--- Start EXCERPTED RECORDS ---

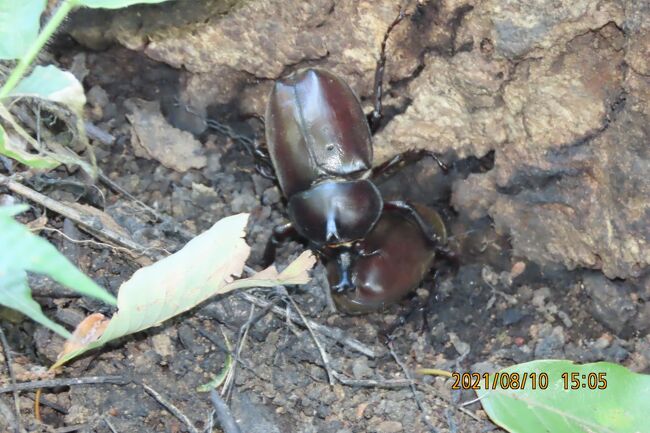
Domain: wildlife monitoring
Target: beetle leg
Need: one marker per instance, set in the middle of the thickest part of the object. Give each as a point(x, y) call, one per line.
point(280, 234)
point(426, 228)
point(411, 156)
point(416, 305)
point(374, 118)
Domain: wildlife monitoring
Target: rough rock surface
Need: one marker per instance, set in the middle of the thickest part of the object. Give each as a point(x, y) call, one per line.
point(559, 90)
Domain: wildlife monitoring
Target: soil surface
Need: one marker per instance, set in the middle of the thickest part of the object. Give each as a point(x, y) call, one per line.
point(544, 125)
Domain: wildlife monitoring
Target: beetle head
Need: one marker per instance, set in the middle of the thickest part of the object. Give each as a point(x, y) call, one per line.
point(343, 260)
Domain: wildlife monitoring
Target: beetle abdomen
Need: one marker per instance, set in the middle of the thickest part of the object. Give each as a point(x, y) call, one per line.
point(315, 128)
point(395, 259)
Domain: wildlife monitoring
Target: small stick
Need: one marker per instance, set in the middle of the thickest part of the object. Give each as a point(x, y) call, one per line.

--- End EXCERPTED RECORDS ---

* [WHAT YOU ARE ASKED TO DO]:
Rescale the part of the material that opens at its start and closes with the line containing "point(374, 118)", giving those lines again with the requests included and every point coordinate in the answers multiplied by 0.2 and rounded to a whole number, halves rounded up. Leave the pictures out of your answer.

* [WRITTEN SOLUTION]:
Domain: wildlife monitoring
Target: beetle leg
Need: one marker per instance, set in the middle of the thickest part of the object. Give each as a point(x, y) call, one per line.
point(56, 47)
point(85, 46)
point(82, 31)
point(83, 61)
point(75, 24)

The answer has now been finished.